Convert each line of the data below into a JSON list of strings, one string per line, skipping blank lines and leaving the pictures out.

---

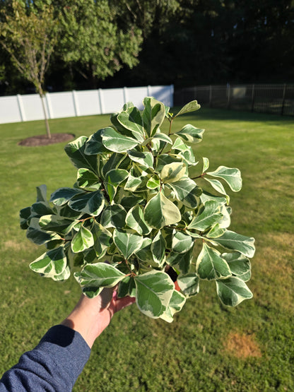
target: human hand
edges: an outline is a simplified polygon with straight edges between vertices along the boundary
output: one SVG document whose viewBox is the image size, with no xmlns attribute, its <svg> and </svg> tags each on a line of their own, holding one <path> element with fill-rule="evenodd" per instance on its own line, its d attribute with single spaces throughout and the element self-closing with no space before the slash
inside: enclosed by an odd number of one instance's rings
<svg viewBox="0 0 294 392">
<path fill-rule="evenodd" d="M 133 304 L 135 298 L 117 298 L 113 289 L 105 288 L 94 298 L 82 295 L 74 310 L 61 323 L 79 332 L 91 348 L 109 325 L 114 313 Z"/>
</svg>

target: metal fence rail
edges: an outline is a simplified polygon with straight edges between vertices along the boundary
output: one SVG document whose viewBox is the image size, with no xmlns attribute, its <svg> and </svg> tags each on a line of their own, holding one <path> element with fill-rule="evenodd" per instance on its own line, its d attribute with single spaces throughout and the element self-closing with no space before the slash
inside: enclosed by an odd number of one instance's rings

---

Completed exercise:
[
  "target: human hand",
  "edges: an outline is a simplified polygon with straight edges between vertices along the boundary",
  "output: one SVG document whose viewBox is the image size, with no xmlns attribute, its <svg> and </svg> tags each on a line of their own, holding one <path> element with fill-rule=\"evenodd\" per instance on its own line, its d attribute with single spaces throughout and the element self-closing with no space before the slash",
  "inside: enclosed by an odd number of one instance's rings",
  "<svg viewBox=\"0 0 294 392\">",
  "<path fill-rule=\"evenodd\" d=\"M 133 304 L 135 298 L 117 298 L 113 289 L 105 288 L 94 298 L 82 295 L 74 310 L 61 323 L 79 332 L 91 348 L 109 325 L 114 313 Z\"/>",
  "</svg>",
  "target: metal fence rail",
  "edges: an outline is a simplified polygon with straight edges between vertices along the boundary",
  "output: one SVG document whose viewBox is the image size, with no xmlns attribute, its <svg> and </svg> tags each on a line of their own, holding one <path> element with fill-rule=\"evenodd\" per instance on its own line, its d attribute with single spaces throughout and the element self-closing with no space before the slash",
  "inside: enclosed by an odd number of one instance's rings"
]